GIVEN INSTRUCTION:
Reproduce the entries from the line with "Where can you see the blue sky" up to and including the final line of the entries, with the requests kept unchanged. In the answers, scale every point coordinate by 0.2 and round each result to a whole number, rounding halves up.

EXTRACTED ENTRIES:
▼

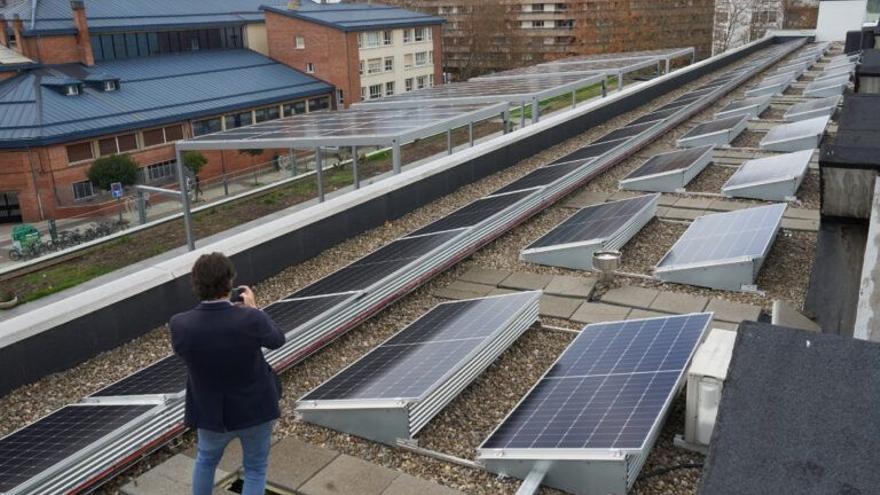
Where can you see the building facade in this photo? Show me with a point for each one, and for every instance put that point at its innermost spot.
(399, 51)
(483, 36)
(106, 78)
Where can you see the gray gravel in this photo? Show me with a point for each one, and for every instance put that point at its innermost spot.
(455, 430)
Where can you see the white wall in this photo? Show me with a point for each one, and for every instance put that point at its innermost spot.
(836, 17)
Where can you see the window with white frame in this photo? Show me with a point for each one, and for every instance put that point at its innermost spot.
(83, 190)
(374, 66)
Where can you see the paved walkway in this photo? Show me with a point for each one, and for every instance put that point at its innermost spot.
(294, 467)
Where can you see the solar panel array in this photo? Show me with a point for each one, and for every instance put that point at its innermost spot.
(595, 222)
(721, 237)
(41, 445)
(408, 364)
(608, 390)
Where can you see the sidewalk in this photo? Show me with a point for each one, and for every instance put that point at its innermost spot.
(294, 467)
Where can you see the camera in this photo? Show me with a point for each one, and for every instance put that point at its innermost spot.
(235, 295)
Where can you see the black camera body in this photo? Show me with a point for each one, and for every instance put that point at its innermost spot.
(235, 295)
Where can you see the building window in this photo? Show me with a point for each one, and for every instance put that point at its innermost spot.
(316, 104)
(117, 144)
(294, 108)
(79, 152)
(207, 126)
(374, 66)
(83, 190)
(238, 120)
(160, 171)
(268, 113)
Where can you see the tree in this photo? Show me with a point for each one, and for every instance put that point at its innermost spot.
(114, 168)
(194, 161)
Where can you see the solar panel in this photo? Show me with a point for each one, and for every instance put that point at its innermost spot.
(591, 151)
(722, 251)
(625, 132)
(473, 213)
(717, 132)
(38, 447)
(542, 177)
(796, 136)
(665, 163)
(291, 314)
(376, 266)
(595, 222)
(164, 377)
(608, 390)
(774, 178)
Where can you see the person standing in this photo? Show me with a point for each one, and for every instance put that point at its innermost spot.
(231, 391)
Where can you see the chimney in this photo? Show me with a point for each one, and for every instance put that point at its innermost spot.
(17, 30)
(83, 39)
(4, 35)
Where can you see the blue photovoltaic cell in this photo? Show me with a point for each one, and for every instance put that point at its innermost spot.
(725, 236)
(408, 364)
(608, 389)
(375, 266)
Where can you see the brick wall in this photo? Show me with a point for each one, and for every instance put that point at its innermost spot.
(333, 52)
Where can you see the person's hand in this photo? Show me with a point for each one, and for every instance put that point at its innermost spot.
(248, 297)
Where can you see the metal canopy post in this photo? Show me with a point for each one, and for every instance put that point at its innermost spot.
(395, 157)
(319, 172)
(357, 177)
(184, 200)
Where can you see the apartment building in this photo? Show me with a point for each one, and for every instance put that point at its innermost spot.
(81, 80)
(366, 51)
(485, 36)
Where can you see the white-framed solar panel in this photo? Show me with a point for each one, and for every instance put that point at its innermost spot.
(749, 107)
(775, 178)
(393, 391)
(719, 132)
(829, 87)
(591, 421)
(796, 136)
(811, 109)
(723, 251)
(668, 172)
(601, 227)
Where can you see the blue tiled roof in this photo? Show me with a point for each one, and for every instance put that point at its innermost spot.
(55, 16)
(357, 16)
(153, 91)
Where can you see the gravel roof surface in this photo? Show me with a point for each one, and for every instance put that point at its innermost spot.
(460, 427)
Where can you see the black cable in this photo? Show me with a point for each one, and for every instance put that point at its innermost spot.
(662, 471)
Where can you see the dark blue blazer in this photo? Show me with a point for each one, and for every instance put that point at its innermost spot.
(230, 384)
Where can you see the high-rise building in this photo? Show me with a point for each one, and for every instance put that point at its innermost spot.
(482, 36)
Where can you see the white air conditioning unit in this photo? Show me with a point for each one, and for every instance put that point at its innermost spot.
(704, 387)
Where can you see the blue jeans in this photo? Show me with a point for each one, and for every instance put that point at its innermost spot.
(255, 443)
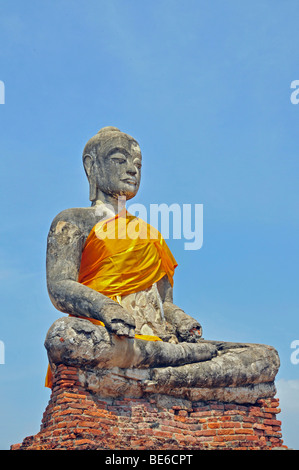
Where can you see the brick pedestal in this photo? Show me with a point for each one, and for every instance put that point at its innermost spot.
(77, 419)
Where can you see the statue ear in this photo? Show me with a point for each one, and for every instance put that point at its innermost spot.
(88, 162)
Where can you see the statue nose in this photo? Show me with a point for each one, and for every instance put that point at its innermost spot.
(131, 170)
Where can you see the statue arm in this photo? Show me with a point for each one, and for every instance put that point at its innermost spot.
(64, 251)
(187, 328)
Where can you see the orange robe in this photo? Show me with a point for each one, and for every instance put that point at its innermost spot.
(123, 255)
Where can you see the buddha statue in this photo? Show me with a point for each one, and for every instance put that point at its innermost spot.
(112, 273)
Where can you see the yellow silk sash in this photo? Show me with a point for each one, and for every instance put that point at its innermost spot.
(123, 255)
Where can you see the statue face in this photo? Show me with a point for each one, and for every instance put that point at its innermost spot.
(118, 167)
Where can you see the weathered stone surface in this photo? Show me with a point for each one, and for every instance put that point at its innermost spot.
(110, 359)
(206, 370)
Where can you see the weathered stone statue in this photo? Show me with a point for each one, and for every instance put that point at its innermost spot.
(123, 331)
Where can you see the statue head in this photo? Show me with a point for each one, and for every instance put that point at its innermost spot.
(112, 162)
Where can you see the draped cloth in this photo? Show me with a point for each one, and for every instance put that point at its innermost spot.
(123, 255)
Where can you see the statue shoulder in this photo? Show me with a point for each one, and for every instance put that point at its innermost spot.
(80, 218)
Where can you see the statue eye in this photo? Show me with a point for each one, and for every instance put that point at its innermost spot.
(119, 159)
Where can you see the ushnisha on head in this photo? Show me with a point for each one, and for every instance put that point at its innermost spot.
(112, 162)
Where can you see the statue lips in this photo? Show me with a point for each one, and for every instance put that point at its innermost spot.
(131, 181)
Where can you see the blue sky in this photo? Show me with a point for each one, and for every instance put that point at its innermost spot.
(204, 87)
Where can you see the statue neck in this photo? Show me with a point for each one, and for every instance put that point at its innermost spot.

▲

WRITTEN ANSWER:
Where can you see the blue sky in this photo? Show me with a point for each one, and for every instance put that point at its innermost spot.
(41, 17)
Where can you see the statue neck in this photo? Show me with a point for each one, and for every instance put that point at its innermost spot.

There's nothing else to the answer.